## OBJECTIVE
Output, word for word, every line from the line with "Where can you see the guardrail" through the final line of the data below.

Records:

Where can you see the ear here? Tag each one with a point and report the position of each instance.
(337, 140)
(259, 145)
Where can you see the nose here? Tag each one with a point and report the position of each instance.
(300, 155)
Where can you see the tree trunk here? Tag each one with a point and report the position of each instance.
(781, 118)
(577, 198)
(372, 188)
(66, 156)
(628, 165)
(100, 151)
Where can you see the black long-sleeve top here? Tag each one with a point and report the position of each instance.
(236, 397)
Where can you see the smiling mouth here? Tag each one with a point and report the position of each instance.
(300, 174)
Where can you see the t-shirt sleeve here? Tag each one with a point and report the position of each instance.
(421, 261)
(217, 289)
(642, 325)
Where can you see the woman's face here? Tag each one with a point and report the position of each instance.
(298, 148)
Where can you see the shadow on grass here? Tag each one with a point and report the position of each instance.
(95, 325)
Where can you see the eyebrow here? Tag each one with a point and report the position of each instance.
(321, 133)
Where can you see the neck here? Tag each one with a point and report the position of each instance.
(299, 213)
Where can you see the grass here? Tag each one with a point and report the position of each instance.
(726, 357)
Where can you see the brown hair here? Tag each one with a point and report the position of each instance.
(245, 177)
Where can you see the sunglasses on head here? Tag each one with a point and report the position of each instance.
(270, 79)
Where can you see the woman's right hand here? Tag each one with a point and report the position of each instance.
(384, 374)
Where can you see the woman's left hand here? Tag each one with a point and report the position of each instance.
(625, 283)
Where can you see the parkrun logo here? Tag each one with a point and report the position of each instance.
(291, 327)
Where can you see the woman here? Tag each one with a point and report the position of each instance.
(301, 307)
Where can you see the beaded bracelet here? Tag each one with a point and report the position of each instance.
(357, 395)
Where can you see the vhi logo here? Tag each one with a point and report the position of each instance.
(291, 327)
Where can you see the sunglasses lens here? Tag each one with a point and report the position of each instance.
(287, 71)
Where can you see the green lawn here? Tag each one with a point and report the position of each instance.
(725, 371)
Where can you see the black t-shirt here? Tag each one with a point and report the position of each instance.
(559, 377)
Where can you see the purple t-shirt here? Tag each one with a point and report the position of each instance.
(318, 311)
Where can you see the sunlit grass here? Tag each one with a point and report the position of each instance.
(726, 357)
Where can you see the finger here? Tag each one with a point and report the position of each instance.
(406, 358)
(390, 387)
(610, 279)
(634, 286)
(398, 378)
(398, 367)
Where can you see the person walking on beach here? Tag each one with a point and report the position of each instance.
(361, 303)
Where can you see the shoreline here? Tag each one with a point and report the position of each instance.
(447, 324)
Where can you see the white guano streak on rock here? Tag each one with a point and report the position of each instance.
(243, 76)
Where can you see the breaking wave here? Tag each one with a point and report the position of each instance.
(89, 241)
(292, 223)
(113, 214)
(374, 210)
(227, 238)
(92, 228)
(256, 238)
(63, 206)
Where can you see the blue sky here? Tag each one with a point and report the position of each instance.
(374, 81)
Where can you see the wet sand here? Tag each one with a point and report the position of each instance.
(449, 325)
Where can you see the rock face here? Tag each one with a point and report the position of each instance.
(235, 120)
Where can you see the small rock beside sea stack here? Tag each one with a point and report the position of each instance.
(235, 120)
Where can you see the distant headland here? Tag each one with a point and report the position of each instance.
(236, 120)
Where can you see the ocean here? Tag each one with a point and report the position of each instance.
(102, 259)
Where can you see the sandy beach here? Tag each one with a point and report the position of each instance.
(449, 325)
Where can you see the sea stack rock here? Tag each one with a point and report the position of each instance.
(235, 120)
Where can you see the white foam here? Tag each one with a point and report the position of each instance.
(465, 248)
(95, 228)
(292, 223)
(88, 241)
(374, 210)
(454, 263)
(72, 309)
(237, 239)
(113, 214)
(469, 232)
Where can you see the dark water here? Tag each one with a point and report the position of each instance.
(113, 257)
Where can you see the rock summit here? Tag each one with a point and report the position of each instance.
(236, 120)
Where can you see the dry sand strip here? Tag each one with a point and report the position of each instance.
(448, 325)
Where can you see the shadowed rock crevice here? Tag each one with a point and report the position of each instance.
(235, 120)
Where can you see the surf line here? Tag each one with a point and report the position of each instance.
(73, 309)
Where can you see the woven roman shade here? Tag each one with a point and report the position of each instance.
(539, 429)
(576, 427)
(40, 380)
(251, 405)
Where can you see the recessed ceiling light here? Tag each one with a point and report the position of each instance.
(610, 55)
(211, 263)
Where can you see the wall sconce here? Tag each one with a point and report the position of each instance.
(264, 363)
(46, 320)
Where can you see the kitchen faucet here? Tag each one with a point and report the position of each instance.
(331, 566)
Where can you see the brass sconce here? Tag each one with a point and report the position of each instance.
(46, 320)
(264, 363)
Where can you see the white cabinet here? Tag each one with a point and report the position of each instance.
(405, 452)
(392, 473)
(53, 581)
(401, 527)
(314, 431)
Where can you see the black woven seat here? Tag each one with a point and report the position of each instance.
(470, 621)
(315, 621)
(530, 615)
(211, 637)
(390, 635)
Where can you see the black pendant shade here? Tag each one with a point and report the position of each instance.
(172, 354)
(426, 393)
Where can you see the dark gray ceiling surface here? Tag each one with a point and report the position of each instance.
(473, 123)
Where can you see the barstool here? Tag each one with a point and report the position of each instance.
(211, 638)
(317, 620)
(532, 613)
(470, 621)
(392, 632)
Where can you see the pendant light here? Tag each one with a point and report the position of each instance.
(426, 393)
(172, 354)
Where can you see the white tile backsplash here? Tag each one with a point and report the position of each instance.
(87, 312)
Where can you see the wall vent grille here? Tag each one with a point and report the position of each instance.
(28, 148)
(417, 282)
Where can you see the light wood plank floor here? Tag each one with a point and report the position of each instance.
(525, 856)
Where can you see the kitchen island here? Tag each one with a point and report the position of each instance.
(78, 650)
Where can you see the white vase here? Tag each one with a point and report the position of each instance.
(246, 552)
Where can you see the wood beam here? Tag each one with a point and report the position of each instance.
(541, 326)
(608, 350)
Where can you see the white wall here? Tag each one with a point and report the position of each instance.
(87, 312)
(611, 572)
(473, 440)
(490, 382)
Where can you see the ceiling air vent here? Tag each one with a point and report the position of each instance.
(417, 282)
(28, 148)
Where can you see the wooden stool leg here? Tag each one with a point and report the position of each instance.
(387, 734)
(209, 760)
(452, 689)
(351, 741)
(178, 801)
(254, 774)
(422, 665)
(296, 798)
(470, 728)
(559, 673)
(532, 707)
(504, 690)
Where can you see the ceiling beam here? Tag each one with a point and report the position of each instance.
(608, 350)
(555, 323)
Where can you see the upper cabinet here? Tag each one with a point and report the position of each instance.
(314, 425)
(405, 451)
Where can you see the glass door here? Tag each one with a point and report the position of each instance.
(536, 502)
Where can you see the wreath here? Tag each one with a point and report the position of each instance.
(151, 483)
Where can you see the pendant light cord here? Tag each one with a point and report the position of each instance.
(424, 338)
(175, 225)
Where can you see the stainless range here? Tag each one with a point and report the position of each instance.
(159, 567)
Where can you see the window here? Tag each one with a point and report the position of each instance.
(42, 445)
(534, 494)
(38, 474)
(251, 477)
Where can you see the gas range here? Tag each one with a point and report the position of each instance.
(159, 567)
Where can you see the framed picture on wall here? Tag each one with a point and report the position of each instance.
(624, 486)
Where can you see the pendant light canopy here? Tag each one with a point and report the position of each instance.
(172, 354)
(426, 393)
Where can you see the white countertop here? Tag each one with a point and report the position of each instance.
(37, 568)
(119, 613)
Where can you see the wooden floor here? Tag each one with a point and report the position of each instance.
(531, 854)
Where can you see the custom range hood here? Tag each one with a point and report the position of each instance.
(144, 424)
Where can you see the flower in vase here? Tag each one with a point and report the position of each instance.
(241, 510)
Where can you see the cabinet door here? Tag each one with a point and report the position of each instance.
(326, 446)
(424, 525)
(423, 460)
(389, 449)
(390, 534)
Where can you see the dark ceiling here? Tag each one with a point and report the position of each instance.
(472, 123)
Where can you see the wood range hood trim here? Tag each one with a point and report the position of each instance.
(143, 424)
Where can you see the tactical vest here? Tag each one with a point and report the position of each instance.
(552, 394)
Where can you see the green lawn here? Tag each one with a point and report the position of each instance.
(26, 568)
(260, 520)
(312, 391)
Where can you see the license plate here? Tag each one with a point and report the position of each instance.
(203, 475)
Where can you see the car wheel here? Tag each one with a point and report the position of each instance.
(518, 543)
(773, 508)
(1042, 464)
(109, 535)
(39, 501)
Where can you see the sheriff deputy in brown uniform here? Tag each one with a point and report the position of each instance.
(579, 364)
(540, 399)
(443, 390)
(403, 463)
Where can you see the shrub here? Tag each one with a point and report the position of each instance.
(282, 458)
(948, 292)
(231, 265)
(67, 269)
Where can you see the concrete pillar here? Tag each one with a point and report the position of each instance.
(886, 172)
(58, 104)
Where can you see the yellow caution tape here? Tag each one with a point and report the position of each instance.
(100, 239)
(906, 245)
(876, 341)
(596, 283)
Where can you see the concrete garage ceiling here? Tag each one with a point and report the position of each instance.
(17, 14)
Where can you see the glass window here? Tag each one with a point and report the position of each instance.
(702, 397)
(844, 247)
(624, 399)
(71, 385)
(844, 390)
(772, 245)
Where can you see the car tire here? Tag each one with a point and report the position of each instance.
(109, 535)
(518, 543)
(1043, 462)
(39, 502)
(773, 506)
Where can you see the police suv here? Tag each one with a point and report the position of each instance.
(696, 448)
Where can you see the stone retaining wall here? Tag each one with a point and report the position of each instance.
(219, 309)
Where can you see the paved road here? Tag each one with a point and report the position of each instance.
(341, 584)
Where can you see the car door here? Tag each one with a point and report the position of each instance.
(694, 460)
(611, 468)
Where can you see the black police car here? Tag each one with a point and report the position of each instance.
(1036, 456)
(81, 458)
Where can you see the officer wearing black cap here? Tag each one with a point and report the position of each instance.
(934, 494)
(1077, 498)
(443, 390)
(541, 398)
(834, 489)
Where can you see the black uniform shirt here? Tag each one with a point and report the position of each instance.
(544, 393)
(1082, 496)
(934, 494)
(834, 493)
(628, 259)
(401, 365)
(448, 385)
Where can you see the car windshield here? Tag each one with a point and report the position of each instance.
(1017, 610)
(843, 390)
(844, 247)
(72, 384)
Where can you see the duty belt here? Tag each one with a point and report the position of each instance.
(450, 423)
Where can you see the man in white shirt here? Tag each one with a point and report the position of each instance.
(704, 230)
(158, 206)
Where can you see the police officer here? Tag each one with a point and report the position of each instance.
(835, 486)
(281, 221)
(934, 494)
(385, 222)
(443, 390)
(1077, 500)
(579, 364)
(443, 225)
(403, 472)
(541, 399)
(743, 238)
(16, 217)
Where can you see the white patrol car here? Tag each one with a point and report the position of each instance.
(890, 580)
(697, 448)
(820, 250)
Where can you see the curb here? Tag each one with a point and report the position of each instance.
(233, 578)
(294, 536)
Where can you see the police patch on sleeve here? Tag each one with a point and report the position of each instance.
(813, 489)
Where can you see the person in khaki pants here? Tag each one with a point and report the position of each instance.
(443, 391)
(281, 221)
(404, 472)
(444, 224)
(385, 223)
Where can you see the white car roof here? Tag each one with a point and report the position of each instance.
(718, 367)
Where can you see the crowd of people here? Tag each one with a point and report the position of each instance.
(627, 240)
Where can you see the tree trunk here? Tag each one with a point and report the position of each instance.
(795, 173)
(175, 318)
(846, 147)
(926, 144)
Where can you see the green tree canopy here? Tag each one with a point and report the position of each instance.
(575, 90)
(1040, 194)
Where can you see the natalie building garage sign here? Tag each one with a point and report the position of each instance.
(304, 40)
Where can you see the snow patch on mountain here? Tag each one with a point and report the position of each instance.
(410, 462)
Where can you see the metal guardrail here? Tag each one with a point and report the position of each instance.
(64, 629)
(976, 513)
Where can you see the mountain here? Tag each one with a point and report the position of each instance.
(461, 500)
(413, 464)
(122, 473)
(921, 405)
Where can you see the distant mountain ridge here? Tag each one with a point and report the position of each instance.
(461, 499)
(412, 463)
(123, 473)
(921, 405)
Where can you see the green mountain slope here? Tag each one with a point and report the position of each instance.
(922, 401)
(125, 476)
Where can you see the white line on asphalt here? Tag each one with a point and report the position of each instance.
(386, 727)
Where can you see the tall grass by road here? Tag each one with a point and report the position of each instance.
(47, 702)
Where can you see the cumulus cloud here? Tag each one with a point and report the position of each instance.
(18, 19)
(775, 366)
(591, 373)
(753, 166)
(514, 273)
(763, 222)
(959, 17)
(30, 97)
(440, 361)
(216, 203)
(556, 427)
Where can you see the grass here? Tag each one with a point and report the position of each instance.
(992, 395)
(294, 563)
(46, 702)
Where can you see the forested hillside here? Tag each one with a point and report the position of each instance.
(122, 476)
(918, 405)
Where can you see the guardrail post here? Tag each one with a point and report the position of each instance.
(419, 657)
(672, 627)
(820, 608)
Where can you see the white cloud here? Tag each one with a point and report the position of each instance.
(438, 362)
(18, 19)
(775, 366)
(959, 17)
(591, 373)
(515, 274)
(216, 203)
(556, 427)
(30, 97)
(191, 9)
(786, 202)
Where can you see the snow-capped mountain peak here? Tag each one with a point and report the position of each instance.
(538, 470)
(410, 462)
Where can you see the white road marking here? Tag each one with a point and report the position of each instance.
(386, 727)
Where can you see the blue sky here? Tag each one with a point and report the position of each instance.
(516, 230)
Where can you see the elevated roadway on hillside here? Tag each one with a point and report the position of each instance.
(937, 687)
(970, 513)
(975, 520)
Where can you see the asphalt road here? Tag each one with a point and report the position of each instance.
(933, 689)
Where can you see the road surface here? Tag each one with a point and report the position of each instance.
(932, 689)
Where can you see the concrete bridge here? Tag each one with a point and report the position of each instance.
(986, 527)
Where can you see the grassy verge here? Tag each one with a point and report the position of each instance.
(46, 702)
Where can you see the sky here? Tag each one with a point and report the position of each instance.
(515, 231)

## THE OUTPUT
Where can you see the guardrail post here? Tag each one with a point and report the position of each instance.
(419, 657)
(672, 627)
(820, 608)
Where can you see the white cloud here? Tag each one with a point and report the position of each instance.
(438, 362)
(18, 19)
(775, 366)
(959, 17)
(591, 373)
(515, 274)
(216, 203)
(556, 427)
(30, 97)
(191, 9)
(786, 202)
Where can you see the snow-capped mountain peak here? Tag each one with a point and report the position of each instance.
(538, 470)
(410, 462)
Where can you see the white road marking here? Tag each one with a point and report the position of each instance.
(386, 727)
Where can you see the blue sky here? Tag each one with a point and report the position of each instance.
(516, 230)
Where can you see the elevated roadway on hillside here? Tag each one with a point and report the position of each instance.
(937, 687)
(970, 513)
(975, 520)
Where can you see the asphalt road here? Tag each one with a point and report the position of each instance.
(933, 689)
Where can you see the road surface here? Tag each one with a point and report the position of each instance.
(932, 689)
Where can you see the concrete bridge here? Tag each one with a point and report the position of each instance.
(986, 527)
Where can you see the grassy verge here? Tag each one with a point and report the position of each instance.
(46, 702)
Where can you see the sky here? Tag each one with a point and report the position of each instance.
(515, 231)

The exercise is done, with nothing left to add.